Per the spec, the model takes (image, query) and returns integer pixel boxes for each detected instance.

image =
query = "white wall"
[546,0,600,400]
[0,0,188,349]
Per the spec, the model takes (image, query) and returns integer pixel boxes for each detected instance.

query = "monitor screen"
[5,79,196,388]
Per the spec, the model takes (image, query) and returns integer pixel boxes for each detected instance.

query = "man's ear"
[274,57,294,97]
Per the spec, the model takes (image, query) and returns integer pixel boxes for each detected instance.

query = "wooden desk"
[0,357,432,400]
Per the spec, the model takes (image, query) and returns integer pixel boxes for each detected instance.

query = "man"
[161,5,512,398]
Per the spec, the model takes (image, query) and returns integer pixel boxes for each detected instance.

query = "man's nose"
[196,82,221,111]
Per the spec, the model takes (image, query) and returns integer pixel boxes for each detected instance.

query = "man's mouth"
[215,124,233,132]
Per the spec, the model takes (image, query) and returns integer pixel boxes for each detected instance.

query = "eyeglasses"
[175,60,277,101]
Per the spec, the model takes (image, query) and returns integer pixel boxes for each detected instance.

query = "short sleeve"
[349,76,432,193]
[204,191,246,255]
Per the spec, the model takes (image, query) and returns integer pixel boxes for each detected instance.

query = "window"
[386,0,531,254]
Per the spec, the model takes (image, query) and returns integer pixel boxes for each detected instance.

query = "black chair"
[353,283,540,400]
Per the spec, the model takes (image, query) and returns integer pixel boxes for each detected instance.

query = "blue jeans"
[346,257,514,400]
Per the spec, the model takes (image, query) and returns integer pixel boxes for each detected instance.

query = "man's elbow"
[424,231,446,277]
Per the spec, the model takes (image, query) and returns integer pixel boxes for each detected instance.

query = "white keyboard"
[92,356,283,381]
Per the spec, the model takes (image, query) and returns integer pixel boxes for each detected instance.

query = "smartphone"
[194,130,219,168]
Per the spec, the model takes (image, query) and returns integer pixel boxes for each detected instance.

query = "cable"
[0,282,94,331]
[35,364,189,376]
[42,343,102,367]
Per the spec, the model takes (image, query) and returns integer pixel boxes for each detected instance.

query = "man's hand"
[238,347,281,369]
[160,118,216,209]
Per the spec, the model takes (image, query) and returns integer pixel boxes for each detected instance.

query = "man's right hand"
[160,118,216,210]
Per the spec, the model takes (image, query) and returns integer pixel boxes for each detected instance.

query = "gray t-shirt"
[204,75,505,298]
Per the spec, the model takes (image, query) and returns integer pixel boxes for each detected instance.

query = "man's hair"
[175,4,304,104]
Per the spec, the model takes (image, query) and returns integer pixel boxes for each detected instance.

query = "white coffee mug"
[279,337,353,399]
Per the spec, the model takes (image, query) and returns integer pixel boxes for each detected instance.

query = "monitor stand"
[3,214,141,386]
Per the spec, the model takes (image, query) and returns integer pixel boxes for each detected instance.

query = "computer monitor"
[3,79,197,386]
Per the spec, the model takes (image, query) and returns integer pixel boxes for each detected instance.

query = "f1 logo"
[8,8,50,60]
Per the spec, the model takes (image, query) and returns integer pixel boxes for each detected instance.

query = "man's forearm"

----------------------------------------

EXERCISE GOAL: Copy every row above word for word, from the first line to the last.

CORRECT ANSWER:
Per the spec, the model takes (image, query) and returns integer pixel boxes for each detected instance.

image =
query = "white wall"
[546,0,600,400]
[0,0,188,349]
Per the spec, the model takes (image, query) and returns integer pixel boxes for each detected instance.

query = "monitor screen"
[5,79,196,388]
Per the spec, the model takes (image, query) and returns integer pixel boxes for each detected instance.

query = "man's ear"
[274,57,294,97]
Per the spec, the model takes (image, query) and returns integer pixel boxes for each detected instance.

query = "wooden desk"
[0,357,432,400]
Per the spec, the model takes (image, query) and returns integer pixel boxes for each detected instance.

query = "man"
[161,5,512,398]
Per the spec, the model takes (image, query) and returns integer pixel boxes for each detected instance.

query = "man's nose"
[196,82,221,111]
Per the spec, the model takes (image, query) and returns integer pixel boxes for each detected instance.

query = "man's mouth"
[215,124,233,132]
Per the spec, the model takes (image, query) and returns integer pixel boxes for each detected instance.

query = "eyeglasses"
[175,60,277,101]
Per the spec, the model takes (image, query) and returns integer pixel boxes for each detected instance.

query = "short sleeve"
[349,76,432,193]
[204,191,246,255]
Per the spec, the model takes (image, query) and returns integer pixel boxes for each detected instance.

query = "window"
[386,0,531,254]
Per the spec, the model takes (image, query) and returns integer pixel boxes for each detected instance.

query = "black chair"
[353,283,540,400]
Per the spec, the model takes (image, query) and returns integer pixel boxes for each detected instance.

query = "blue jeans"
[346,257,514,400]
Per the spec, the model takes (image, query) and returns integer pixel boxes for each detected instance.

query = "man's elbow"
[424,231,446,277]
Per the spec, the model takes (image, query) and returns integer pixel boxes for each detected instance.

query = "white keyboard"
[92,356,283,381]
Per the spec, the model takes (image, query) and returns integer pixel boxes for each detected instance.

query = "smartphone"
[194,130,219,168]
Per the spec, the model takes (image, query) and returns integer pixel boxes for each detected instance.

query = "cable"
[0,282,94,331]
[35,364,189,376]
[42,343,102,367]
Per the spec, the model takes (image, query) and returns integer pixel boxes for each detected instance.

query = "man's hand"
[238,347,281,369]
[160,118,216,209]
Per the spec, the model takes (image, query) and returns integer pixel boxes for each detected instance.

query = "man's right hand"
[160,118,216,210]
Per the spec, the model takes (image, query) and returns integer pixel boxes for each detected instance.

query = "gray t-shirt"
[204,75,505,298]
Per the spec, the model takes (image, query) and returns integer pixel boxes for each detected instance.

query = "man's hair"
[175,4,304,104]
Per the spec, the model takes (image, query) and returns integer pixel boxes for each detected instance.

query = "white coffee mug"
[279,337,353,399]
Per the spec, the model takes (image, query) and returns integer pixel boxes for each detected instance.

query = "monitor stand"
[3,214,141,386]
Per the spec, the model takes (image, query) and returns integer pixel boxes for each detected instance.

query = "computer monitor"
[3,79,197,386]
Per the spec, the model takes (image, query) and returns integer pixel boxes for each detected instance.

query = "f1 logo"
[8,8,50,60]
Per the spec, the model takes (image, query) and returns integer pixel boxes for each detected instance.

query = "man's forearm"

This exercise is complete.